** Extracted records follows **

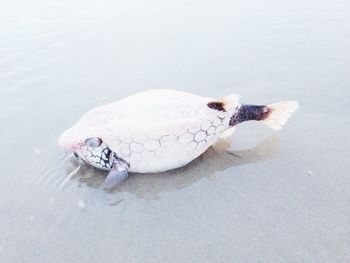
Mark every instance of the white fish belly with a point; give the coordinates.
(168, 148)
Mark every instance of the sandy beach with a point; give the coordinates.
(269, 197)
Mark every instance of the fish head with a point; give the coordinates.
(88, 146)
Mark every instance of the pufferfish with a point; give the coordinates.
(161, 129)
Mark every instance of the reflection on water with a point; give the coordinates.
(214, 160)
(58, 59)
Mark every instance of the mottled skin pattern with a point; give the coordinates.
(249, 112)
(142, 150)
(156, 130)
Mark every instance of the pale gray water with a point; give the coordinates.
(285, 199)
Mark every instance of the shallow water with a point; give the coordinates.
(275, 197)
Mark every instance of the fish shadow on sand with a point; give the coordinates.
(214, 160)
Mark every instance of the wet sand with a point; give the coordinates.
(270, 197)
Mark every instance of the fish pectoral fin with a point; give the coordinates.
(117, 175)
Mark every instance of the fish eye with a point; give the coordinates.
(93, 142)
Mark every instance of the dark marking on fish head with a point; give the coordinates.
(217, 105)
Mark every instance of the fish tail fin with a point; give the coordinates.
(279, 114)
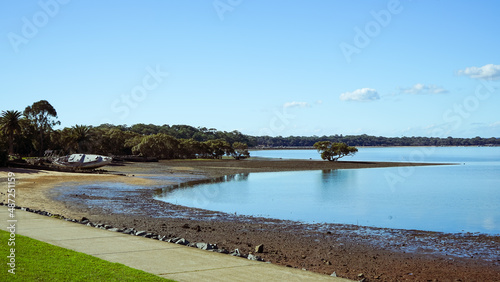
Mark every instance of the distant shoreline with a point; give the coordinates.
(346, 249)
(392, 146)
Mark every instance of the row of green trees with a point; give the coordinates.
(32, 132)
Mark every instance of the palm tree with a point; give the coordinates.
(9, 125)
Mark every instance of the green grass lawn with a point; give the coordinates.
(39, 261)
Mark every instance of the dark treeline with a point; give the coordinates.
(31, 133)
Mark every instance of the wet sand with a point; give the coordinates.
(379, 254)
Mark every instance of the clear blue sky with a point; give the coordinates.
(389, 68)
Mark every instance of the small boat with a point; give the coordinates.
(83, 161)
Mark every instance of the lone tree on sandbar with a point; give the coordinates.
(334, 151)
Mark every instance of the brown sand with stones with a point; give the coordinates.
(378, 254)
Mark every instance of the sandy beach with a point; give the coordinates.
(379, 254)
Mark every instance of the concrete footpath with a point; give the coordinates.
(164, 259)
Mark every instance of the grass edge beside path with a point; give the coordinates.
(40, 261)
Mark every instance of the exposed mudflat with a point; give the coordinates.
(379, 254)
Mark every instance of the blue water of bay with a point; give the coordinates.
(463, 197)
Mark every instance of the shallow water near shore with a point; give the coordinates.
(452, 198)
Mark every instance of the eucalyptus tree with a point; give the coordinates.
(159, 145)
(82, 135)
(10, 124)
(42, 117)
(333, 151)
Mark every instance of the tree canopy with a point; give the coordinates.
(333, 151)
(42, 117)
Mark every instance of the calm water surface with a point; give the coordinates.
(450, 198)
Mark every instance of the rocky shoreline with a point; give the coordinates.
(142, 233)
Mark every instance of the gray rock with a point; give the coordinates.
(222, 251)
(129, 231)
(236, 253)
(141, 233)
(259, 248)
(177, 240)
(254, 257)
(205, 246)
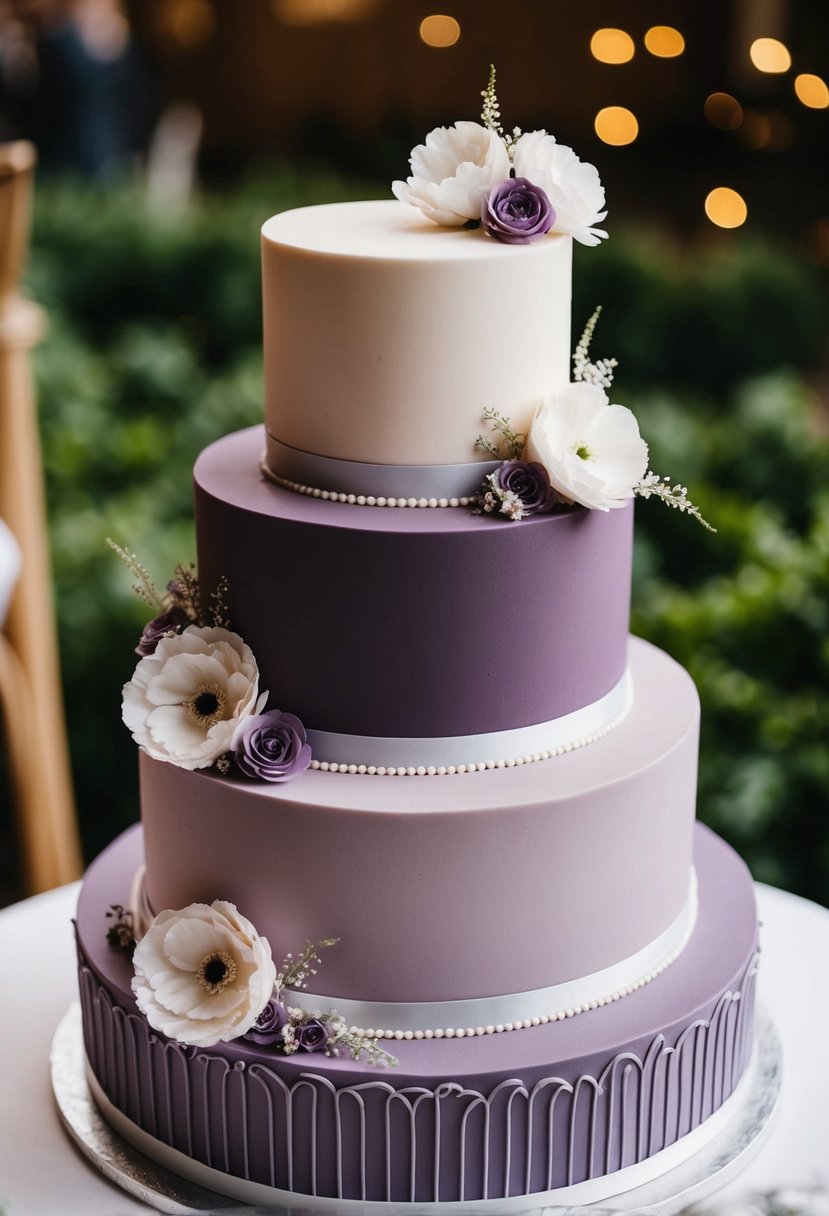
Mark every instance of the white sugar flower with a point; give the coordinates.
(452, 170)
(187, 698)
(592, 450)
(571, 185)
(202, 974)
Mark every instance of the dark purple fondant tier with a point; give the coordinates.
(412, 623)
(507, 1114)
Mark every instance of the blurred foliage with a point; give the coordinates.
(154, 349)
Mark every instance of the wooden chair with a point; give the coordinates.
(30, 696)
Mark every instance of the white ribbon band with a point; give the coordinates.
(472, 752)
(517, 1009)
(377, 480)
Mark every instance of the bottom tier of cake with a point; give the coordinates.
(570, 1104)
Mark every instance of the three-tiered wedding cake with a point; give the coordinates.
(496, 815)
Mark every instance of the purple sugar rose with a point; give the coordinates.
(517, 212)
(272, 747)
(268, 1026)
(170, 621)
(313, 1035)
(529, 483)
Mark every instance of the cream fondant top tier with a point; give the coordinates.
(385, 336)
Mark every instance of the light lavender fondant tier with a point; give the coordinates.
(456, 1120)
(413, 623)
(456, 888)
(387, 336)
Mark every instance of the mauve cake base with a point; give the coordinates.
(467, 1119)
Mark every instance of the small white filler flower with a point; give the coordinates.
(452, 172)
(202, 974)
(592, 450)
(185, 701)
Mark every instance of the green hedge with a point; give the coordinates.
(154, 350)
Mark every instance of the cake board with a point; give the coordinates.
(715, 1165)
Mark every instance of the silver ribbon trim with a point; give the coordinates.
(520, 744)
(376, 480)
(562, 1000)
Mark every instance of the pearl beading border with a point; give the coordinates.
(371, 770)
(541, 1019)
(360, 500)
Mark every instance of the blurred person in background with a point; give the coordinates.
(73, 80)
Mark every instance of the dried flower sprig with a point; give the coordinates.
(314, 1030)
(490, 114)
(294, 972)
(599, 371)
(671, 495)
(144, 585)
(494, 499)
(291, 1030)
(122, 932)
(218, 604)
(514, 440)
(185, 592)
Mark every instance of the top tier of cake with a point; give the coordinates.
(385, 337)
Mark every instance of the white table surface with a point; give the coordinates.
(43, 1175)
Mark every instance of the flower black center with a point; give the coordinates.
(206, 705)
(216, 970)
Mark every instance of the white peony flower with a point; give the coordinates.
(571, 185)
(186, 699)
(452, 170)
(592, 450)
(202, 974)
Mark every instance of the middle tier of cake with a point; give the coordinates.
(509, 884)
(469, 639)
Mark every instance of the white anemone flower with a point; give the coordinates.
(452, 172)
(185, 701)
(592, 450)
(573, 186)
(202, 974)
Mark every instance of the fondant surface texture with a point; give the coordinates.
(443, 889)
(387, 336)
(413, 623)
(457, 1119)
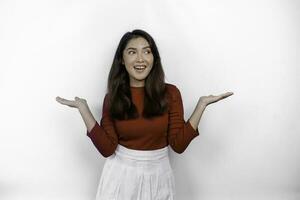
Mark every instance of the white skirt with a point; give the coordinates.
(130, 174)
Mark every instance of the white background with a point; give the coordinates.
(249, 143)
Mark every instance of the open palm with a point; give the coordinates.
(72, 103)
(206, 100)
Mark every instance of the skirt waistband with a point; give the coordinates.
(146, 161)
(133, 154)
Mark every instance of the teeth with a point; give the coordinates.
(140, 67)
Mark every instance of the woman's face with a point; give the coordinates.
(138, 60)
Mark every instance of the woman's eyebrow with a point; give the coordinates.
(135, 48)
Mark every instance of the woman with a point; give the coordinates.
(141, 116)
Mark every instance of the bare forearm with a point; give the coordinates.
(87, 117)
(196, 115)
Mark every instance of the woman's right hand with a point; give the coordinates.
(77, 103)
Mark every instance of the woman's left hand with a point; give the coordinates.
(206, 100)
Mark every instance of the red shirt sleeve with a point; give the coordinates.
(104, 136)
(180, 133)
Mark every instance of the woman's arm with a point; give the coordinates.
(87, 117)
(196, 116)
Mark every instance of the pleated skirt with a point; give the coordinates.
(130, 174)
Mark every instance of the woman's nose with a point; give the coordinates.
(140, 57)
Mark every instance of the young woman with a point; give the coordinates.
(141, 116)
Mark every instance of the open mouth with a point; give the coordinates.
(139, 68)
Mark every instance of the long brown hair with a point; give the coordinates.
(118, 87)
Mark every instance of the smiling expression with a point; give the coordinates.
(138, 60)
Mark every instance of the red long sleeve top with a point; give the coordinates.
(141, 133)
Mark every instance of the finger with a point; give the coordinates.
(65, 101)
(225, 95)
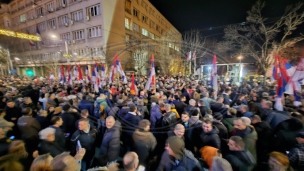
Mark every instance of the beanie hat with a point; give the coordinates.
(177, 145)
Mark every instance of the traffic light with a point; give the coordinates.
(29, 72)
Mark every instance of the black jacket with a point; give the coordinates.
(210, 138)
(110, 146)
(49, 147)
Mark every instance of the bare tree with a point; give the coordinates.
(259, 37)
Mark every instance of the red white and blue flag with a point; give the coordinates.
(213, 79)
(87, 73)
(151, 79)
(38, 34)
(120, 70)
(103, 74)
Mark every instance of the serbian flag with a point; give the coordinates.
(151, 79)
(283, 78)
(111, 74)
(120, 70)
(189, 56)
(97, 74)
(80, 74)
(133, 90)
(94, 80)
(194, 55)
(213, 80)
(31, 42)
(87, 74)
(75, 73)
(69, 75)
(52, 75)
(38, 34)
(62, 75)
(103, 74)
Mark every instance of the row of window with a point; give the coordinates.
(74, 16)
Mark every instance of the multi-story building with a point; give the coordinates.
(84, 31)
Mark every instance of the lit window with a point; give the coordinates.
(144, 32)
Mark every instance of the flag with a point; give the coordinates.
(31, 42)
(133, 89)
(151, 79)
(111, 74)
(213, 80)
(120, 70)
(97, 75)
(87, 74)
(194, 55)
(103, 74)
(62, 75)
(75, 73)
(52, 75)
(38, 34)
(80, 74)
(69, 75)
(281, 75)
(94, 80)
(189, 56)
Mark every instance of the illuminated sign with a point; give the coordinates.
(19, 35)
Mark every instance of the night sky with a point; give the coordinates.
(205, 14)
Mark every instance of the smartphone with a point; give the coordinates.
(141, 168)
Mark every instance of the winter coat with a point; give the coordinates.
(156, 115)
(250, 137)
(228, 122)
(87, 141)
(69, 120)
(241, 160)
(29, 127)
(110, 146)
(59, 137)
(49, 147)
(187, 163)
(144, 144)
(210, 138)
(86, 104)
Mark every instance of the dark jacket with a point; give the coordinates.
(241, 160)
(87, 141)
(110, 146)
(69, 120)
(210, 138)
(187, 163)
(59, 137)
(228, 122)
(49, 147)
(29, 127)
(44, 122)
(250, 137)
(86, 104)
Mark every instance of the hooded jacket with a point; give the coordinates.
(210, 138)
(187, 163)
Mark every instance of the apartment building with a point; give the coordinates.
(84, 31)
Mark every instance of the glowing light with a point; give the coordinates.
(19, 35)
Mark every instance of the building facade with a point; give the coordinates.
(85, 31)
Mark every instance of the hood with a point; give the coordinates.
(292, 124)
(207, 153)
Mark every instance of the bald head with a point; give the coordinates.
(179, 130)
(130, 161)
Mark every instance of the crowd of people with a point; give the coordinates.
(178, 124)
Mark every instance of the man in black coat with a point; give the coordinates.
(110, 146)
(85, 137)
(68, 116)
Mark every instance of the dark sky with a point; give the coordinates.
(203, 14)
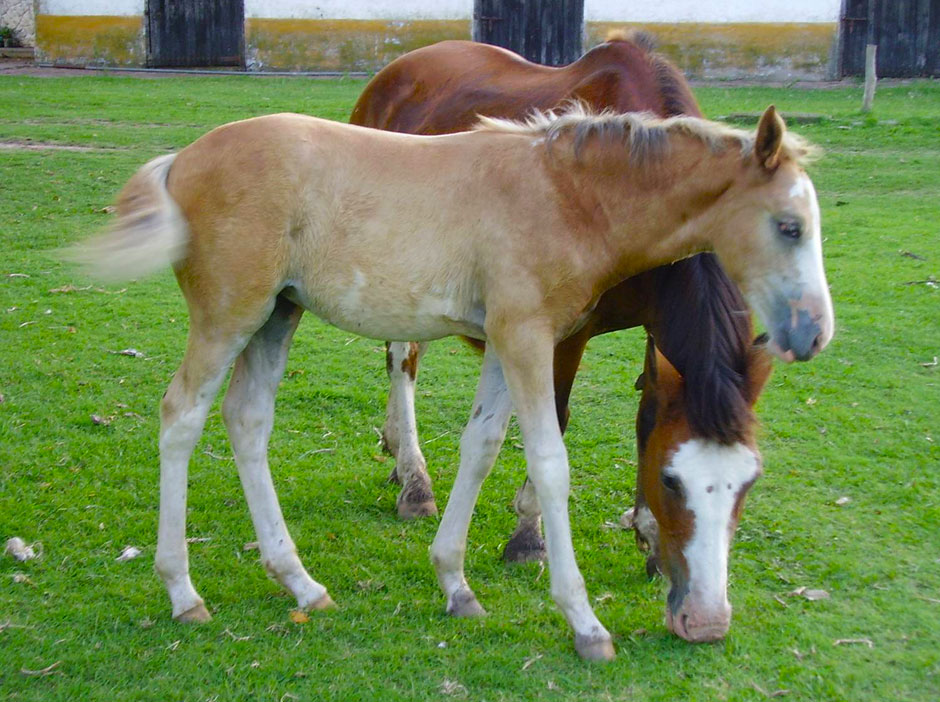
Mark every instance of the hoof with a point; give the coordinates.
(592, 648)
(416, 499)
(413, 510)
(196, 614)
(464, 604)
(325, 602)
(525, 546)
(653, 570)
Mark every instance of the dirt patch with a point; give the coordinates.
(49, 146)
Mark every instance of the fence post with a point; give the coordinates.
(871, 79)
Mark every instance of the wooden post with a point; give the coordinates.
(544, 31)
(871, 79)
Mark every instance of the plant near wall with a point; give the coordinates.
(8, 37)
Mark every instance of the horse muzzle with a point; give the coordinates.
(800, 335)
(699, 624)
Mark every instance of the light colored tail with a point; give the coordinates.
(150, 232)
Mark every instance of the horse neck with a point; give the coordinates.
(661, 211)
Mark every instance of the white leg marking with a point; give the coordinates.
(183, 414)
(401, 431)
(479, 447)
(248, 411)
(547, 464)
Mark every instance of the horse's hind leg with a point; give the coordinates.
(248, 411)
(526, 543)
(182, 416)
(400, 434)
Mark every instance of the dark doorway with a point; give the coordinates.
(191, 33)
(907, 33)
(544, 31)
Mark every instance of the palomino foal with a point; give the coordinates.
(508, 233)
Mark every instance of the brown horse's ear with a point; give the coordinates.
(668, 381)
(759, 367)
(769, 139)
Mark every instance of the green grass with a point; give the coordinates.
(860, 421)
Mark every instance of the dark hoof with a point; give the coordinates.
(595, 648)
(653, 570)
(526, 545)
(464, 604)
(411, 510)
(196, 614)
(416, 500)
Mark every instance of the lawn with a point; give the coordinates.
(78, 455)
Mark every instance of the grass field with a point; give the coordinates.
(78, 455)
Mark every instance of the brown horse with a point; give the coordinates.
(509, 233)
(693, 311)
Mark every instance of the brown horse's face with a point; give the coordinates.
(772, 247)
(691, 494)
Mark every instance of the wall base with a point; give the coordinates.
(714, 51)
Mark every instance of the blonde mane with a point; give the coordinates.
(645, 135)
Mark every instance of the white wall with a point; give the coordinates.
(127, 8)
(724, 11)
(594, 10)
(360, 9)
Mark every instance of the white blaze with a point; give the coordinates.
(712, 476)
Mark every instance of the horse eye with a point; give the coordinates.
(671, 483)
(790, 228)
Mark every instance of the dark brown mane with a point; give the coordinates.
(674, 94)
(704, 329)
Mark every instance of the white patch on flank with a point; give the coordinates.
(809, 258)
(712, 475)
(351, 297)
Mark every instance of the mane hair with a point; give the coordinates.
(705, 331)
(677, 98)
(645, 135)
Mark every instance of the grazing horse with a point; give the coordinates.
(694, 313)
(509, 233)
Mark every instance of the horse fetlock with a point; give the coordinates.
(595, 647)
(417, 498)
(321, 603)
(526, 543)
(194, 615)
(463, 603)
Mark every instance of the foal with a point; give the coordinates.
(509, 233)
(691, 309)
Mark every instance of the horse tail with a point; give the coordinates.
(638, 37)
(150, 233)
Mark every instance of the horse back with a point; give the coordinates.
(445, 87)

** End of Extracted records **

*Problem*
Give back exactly the lines from the one that contains "Mark every instance of the white wall" to the end of the data above, both of those lines included.

*Solution*
Mark every instance of the white wall with a point; give the coordinates.
(127, 8)
(724, 11)
(594, 10)
(360, 9)
Mark every instance of the white blaze with a point; give the coordinates.
(712, 476)
Mark every instance of the horse eye with a point; give the coordinates.
(671, 483)
(790, 228)
Mark every instance of the dark brown mane with a point; give the coordinates.
(674, 94)
(704, 329)
Mark every instance of the white patch on flank with a point; give the coordinates.
(809, 258)
(712, 475)
(351, 297)
Mark every instance of the mane hair with a point; give the coordinates.
(705, 331)
(677, 98)
(645, 135)
Mark every instance of the grazing horse with a point; give the coordinates.
(694, 313)
(509, 233)
Mark every instance of the horse fetlock with a point; give the coordinates.
(595, 647)
(417, 498)
(321, 603)
(526, 543)
(194, 615)
(463, 603)
Mark every instance of the foal with a point; give the coordinates.
(509, 233)
(691, 309)
Mark every instance of the horse tail with a point; give the coordinates.
(638, 37)
(150, 233)
Mark every instance of the horse back with a point; give the coordinates.
(445, 87)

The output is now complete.